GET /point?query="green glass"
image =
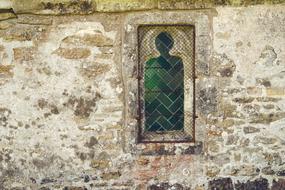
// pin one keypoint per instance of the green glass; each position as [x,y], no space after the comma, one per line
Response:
[164,88]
○ ○ ○ ○
## Activity
What you return must match the material above exactly, minus its pictures.

## Task result
GET /point?query="green glass"
image =
// pin one keypoint per instance of the green glass; each position as [x,y], no space after the comma, one per line
Response:
[164,88]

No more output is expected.